### [Short exercise A]
In the factor investing post, who is named as one of the strongest advocates of factor-based investing?
### [Short exercise B]
From the factor investing post, echo the stretch from "For some people, as" through "on your own...".

### [Selected excerpt]
>>>>>
There is certainly a compelling case based on research by French and Fama among others that tilting a portfolio towards factors such as size, value, momentum, profitability, and quality can potentially improve risk-adjusted returns over long investment horizons.  But if markets are efficient, some of these factors may involve other risks apart from volatility and liquidity etc. that are not well understood, so the outperformance may turn out to be only apparent.

If there prove to be behavioural explanations for particular factor premiums, then assuming that human nature doesn’t change, the mispricing in question is reasonably likely to persist.  Some argue, for example, that investors systematically overvalue growth companies and undervalue value companies, and that a contrarian can profit from this irrationality. But again, if markets are efficient, then anomalies that become widely recognized as such will tend to be arbitraged away in time.

Perhaps the biggest problem with factor-based investing is that factors can go through long periods of underperformance, and though it’s no fun being wrong in company during a market downturn, it’s much worse being “wrong and alone.”  In short, the best plan in the world is no good if you are unable to stick to it, and unless a person is sure that they fully understand the case for overweighting some factor, and is fully committed to maintaining their tilt through thick and thin (and there aren't that many of us, professional or otherwise, who fit that description), then they are in danger of suffering tracking error regret, and of giving up and selling at the worst possible time; a point that even the strongest advocates of factor-based investing, like Larry Swedroe, are happy to concede.

There is nothing wrong with Dimensional Fund Advisors’ index-like funds, and their investment strategy is based on years of robust academic research, but a complex portfolio is not necessarily sophisticated, nor is a simple one necessarily the opposite.  They say that—unlike term life insurance—whole life insurance is sold, not bought, and it has also been observed that as a rule of thumb complicated investment products (that work until they don't) are more likely to benefit brokers and advisors than their clients.

For some people, as per the deleted post by @Marc, a good fee-based advisor who acts as a genuine fiduciary may be worth every penny, and among the most valuable services such an advisor can provide may be that of protecting their clients from themselves.  But of course, there are plenty of bad advisors too, a fact that generates something of a catch-22:  unless you know enough about investing to be able to distinguish a good advisor from a bad one—or are fortunate enough to have a trustworthy friend or family member who can do so for you—then choosing an advisor is a highly risky proposition.  But by the time you’ve educated yourself about personal finance and investing to the point where you can confidently make that choice, it is quite possible that you already know enough to manage your investments on your own...
<<<<<
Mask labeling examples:
>>>>>
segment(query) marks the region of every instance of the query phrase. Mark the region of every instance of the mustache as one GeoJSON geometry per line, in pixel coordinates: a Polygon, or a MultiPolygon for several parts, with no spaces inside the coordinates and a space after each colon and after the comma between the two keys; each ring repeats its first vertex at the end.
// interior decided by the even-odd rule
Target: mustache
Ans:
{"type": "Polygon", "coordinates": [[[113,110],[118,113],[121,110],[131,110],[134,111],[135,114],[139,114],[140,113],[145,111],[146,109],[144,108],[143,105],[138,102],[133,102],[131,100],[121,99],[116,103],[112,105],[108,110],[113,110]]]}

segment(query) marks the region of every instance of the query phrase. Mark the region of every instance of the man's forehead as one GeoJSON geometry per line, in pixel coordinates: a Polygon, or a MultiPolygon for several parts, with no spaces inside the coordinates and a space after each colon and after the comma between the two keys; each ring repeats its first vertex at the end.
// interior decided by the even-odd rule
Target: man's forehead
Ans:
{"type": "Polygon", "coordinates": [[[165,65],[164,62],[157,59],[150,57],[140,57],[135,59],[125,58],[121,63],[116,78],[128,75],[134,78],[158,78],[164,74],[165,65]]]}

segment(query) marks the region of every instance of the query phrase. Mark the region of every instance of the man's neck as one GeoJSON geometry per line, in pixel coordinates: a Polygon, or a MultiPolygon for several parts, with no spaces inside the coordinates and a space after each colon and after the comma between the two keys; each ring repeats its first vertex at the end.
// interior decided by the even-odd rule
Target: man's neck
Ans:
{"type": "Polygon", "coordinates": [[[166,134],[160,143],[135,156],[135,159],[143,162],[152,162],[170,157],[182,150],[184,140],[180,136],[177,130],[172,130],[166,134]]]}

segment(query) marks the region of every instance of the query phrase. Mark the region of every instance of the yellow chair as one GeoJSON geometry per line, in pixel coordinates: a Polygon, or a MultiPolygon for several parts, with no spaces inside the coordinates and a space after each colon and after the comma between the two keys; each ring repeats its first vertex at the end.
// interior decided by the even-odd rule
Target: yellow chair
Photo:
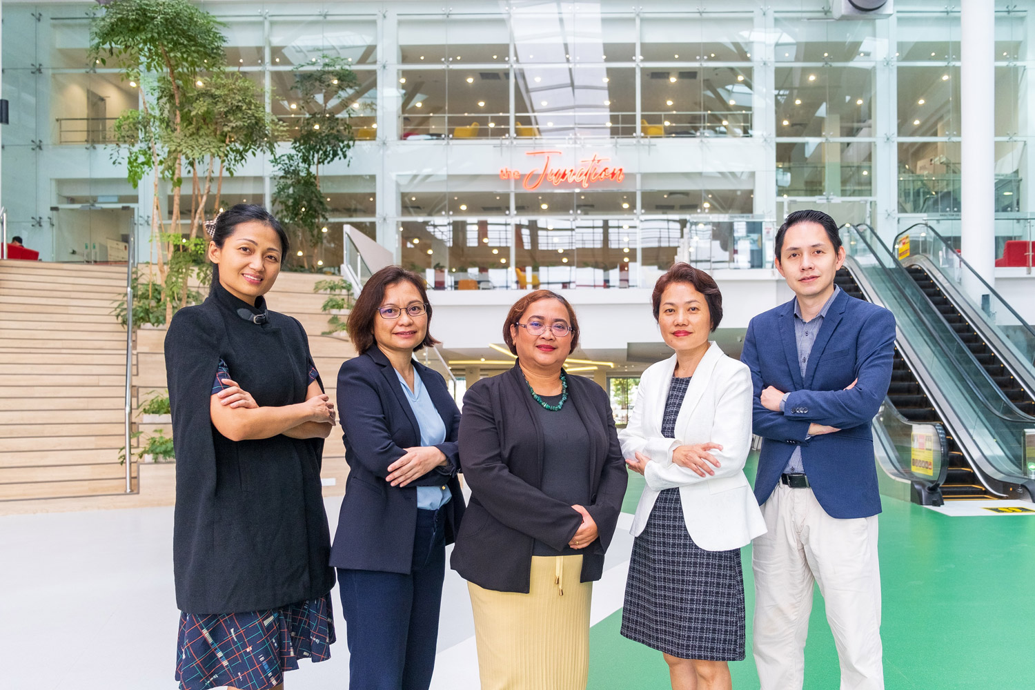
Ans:
{"type": "MultiPolygon", "coordinates": [[[[516,266],[514,267],[514,273],[518,274],[518,288],[520,290],[528,289],[528,276],[525,275],[525,271],[521,270],[516,266]]],[[[532,274],[532,290],[539,289],[539,276],[535,273],[532,274]]]]}
{"type": "Polygon", "coordinates": [[[474,139],[478,136],[478,123],[472,122],[467,127],[453,127],[454,139],[474,139]]]}
{"type": "Polygon", "coordinates": [[[640,133],[644,137],[664,137],[664,125],[647,124],[647,120],[640,120],[640,133]]]}
{"type": "Polygon", "coordinates": [[[526,127],[520,121],[514,121],[514,134],[518,137],[538,137],[539,128],[536,126],[526,127]]]}

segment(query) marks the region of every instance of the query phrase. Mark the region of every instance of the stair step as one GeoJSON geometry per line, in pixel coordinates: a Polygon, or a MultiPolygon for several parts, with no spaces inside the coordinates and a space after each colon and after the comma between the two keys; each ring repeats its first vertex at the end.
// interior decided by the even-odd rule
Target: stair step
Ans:
{"type": "MultiPolygon", "coordinates": [[[[24,437],[87,437],[87,436],[114,436],[122,433],[125,425],[121,421],[115,422],[79,422],[66,424],[62,421],[45,423],[37,421],[34,424],[0,424],[0,440],[24,438],[24,437]]],[[[3,441],[0,441],[0,449],[3,448],[3,441]]]]}
{"type": "MultiPolygon", "coordinates": [[[[137,484],[134,479],[134,487],[137,484]]],[[[125,478],[83,481],[39,482],[35,484],[0,484],[0,501],[31,501],[33,499],[67,499],[120,494],[125,492],[125,478]]]]}
{"type": "Polygon", "coordinates": [[[124,437],[112,448],[59,448],[51,450],[12,450],[0,452],[0,467],[31,468],[52,464],[92,464],[118,462],[119,449],[125,445],[124,437]]]}
{"type": "MultiPolygon", "coordinates": [[[[73,314],[68,314],[69,317],[73,314]]],[[[75,314],[80,316],[80,314],[75,314]]],[[[0,332],[18,331],[75,331],[78,333],[118,333],[124,340],[126,329],[114,317],[95,317],[88,320],[68,321],[67,319],[51,319],[34,316],[33,319],[11,319],[8,314],[0,314],[0,332]]]]}
{"type": "MultiPolygon", "coordinates": [[[[134,461],[136,466],[137,462],[134,461]]],[[[134,475],[136,476],[136,472],[134,475]]],[[[92,464],[58,464],[35,468],[0,467],[0,486],[4,484],[27,484],[30,482],[86,481],[97,479],[121,479],[125,481],[126,470],[118,460],[92,464]]]]}
{"type": "Polygon", "coordinates": [[[0,398],[14,399],[14,398],[52,398],[56,394],[64,396],[66,399],[78,399],[78,398],[91,398],[89,402],[83,403],[80,407],[87,407],[93,404],[92,398],[116,398],[119,400],[125,399],[125,380],[120,382],[121,385],[118,386],[97,386],[97,385],[80,385],[72,386],[69,384],[61,386],[59,389],[55,388],[43,388],[41,386],[4,386],[0,384],[0,398]]]}
{"type": "MultiPolygon", "coordinates": [[[[124,404],[119,410],[97,410],[93,406],[84,410],[62,410],[55,414],[46,414],[40,410],[0,410],[0,428],[4,425],[19,424],[123,424],[125,418],[124,404]],[[42,414],[41,414],[42,413],[42,414]]],[[[23,428],[25,428],[23,426],[23,428]]],[[[0,431],[0,436],[3,432],[0,431]]]]}
{"type": "Polygon", "coordinates": [[[39,373],[0,373],[0,389],[5,386],[124,386],[126,378],[109,374],[60,374],[49,376],[39,373]]]}
{"type": "Polygon", "coordinates": [[[64,450],[96,450],[107,448],[118,454],[118,449],[125,446],[125,427],[119,425],[117,433],[108,436],[42,436],[42,437],[11,437],[0,439],[0,455],[3,453],[22,453],[25,451],[53,452],[64,450]]]}

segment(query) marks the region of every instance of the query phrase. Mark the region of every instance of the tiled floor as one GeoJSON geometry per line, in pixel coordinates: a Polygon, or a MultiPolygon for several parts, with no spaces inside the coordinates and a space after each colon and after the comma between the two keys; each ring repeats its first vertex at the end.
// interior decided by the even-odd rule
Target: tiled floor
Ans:
{"type": "MultiPolygon", "coordinates": [[[[625,510],[641,486],[630,482],[625,510]]],[[[327,501],[332,523],[339,501],[327,501]]],[[[884,504],[887,688],[1035,687],[1035,515],[950,517],[894,499],[884,504]]],[[[0,517],[0,688],[174,690],[172,518],[172,508],[0,517]]],[[[618,635],[631,548],[627,516],[622,524],[594,590],[589,687],[666,688],[660,655],[618,635]]],[[[745,548],[748,611],[749,558],[745,548]]],[[[816,601],[805,688],[828,690],[837,687],[837,660],[816,601]]],[[[470,604],[452,571],[443,602],[433,687],[474,690],[470,604]]],[[[348,687],[345,623],[336,623],[332,659],[303,661],[287,676],[290,690],[348,687]]],[[[735,688],[758,688],[749,655],[732,667],[735,688]]]]}

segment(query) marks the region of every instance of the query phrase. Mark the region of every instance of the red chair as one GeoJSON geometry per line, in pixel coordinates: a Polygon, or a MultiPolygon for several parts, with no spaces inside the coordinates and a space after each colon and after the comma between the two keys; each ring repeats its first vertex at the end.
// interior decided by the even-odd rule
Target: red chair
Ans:
{"type": "Polygon", "coordinates": [[[1002,259],[996,260],[996,266],[1031,266],[1035,254],[1035,242],[1026,240],[1007,240],[1003,247],[1002,259]]]}
{"type": "Polygon", "coordinates": [[[39,261],[39,252],[35,249],[28,249],[18,244],[7,244],[4,251],[5,259],[25,259],[27,261],[39,261]]]}

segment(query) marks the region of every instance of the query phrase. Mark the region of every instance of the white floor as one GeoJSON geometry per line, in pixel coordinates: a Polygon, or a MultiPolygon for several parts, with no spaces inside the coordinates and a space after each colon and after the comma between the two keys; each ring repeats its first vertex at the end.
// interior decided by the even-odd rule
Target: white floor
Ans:
{"type": "MultiPolygon", "coordinates": [[[[341,501],[326,502],[332,529],[341,501]]],[[[622,604],[630,520],[622,515],[594,587],[593,624],[622,604]]],[[[172,508],[0,517],[0,688],[177,688],[172,538],[172,508]]],[[[286,676],[290,690],[348,687],[345,621],[336,591],[333,597],[338,639],[331,659],[303,661],[286,676]]],[[[432,688],[477,687],[467,584],[447,569],[432,688]]]]}

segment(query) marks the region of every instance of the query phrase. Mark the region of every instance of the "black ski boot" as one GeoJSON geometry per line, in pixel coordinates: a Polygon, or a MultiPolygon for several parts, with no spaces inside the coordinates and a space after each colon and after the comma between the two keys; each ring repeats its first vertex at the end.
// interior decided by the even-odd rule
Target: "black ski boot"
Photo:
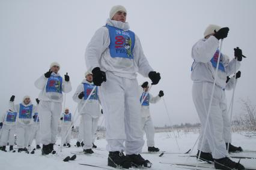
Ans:
{"type": "Polygon", "coordinates": [[[97,146],[94,143],[93,143],[93,148],[97,148],[97,146]]]}
{"type": "Polygon", "coordinates": [[[132,162],[130,157],[124,156],[121,151],[109,151],[108,166],[121,169],[129,169],[132,168],[132,162]]]}
{"type": "Polygon", "coordinates": [[[92,154],[94,153],[91,149],[84,149],[83,151],[85,154],[92,154]]]}
{"type": "Polygon", "coordinates": [[[159,151],[159,148],[155,148],[154,147],[148,147],[148,151],[159,151]]]}
{"type": "Polygon", "coordinates": [[[40,149],[41,147],[40,145],[37,145],[37,149],[40,149]]]}
{"type": "Polygon", "coordinates": [[[43,145],[43,148],[41,151],[42,151],[43,155],[49,154],[50,153],[49,145],[43,145]]]}
{"type": "Polygon", "coordinates": [[[12,151],[12,150],[13,150],[13,145],[10,145],[9,150],[10,150],[10,151],[12,151]]]}
{"type": "Polygon", "coordinates": [[[148,160],[145,160],[140,154],[127,154],[130,159],[132,165],[134,165],[135,167],[145,167],[150,168],[152,163],[148,160]]]}
{"type": "Polygon", "coordinates": [[[76,142],[76,147],[79,147],[81,146],[81,144],[80,144],[80,142],[79,141],[76,142]]]}
{"type": "Polygon", "coordinates": [[[2,150],[3,151],[7,151],[5,148],[6,148],[6,146],[0,147],[0,150],[2,150]]]}
{"type": "Polygon", "coordinates": [[[53,145],[54,144],[49,144],[49,153],[51,153],[52,154],[55,154],[56,153],[56,151],[53,150],[53,145]]]}
{"type": "MultiPolygon", "coordinates": [[[[228,143],[226,143],[226,148],[227,149],[228,148],[228,143]]],[[[243,149],[240,147],[237,147],[230,143],[228,152],[240,152],[242,151],[243,149]]]]}
{"type": "MultiPolygon", "coordinates": [[[[199,152],[200,151],[198,150],[197,151],[197,158],[198,159],[198,156],[199,156],[199,152]]],[[[199,159],[200,160],[202,160],[203,161],[206,161],[206,162],[213,162],[213,156],[212,155],[212,153],[207,153],[207,152],[203,152],[201,151],[201,154],[200,154],[200,158],[199,159]]]]}
{"type": "MultiPolygon", "coordinates": [[[[239,161],[240,162],[240,161],[239,161]]],[[[244,170],[245,167],[240,163],[232,161],[227,157],[214,160],[214,166],[218,169],[230,170],[237,169],[244,170]]]]}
<<<<<
### [Written reply A]
Larry Swedroe

### [Written reply B]
For some people, as per the deleted post by @Marc, a good fee-based advisor who acts as a genuine fiduciary may be worth every penny, and among the most valuable services such an advisor can provide may be that of protecting their clients from themselves.  But of course, there are plenty of bad advisors too, a fact that generates something of a catch-22:  unless you know enough about investing to be able to distinguish a good advisor from a bad one—or are fortunate enough to have a trustworthy friend or family member who can do so for you—then choosing an advisor is a highly risky proposition.  But by the time you’ve educated yourself about personal finance and investing to the point where you can confidently make that choice, it is quite possible that you already know enough to manage your investments on your own...